-- START OF DATA ENTRIES --
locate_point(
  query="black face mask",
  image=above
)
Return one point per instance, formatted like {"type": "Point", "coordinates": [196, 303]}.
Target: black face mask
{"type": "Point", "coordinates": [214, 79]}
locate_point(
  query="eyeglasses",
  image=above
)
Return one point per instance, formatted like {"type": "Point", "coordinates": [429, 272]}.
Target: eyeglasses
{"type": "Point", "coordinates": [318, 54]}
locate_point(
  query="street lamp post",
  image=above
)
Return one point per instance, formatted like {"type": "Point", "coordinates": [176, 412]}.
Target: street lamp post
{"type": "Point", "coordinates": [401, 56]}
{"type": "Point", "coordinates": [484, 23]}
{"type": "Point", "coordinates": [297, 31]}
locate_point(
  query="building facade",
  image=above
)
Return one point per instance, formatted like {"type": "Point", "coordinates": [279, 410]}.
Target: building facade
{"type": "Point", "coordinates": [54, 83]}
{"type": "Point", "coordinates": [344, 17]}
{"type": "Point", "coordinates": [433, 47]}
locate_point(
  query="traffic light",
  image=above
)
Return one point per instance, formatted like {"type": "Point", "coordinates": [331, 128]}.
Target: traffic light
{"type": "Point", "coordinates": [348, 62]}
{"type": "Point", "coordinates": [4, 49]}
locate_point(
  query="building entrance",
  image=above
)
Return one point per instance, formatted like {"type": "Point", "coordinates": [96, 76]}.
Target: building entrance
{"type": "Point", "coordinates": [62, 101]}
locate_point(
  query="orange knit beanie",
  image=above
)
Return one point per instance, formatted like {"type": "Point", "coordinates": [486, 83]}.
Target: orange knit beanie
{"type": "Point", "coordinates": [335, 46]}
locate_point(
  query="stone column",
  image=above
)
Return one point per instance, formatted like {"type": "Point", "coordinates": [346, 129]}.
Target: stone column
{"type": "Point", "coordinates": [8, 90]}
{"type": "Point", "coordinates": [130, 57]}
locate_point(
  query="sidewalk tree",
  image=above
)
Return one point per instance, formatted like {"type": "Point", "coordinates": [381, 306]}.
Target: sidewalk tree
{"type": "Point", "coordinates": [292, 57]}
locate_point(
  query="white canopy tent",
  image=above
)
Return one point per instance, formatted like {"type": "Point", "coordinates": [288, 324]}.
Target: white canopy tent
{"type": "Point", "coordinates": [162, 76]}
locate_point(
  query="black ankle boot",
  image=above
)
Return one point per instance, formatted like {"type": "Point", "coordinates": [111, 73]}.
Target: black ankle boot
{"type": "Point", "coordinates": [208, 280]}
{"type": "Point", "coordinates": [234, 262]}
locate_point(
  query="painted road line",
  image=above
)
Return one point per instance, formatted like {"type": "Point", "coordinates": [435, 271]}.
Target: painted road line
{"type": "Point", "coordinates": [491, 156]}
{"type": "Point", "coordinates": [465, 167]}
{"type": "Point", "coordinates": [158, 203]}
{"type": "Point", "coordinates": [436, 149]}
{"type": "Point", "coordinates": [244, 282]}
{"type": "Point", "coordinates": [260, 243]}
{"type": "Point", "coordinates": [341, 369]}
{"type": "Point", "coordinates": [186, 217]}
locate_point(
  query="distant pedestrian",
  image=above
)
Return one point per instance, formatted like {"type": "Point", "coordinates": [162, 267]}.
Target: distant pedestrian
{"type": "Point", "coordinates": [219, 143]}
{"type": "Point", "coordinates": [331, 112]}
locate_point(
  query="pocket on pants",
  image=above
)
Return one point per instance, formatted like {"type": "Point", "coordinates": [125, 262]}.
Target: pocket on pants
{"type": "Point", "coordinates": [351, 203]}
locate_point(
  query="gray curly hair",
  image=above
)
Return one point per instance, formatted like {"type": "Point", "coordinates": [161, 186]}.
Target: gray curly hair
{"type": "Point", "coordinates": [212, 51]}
-- END OF DATA ENTRIES --
- _WHAT YOU SHOULD DO_:
Which lines in the entries above contain the word "gray"? Report each one in full.

- _SOLUTION FOR THIS TASK_:
  query="gray curly hair",
Target: gray curly hair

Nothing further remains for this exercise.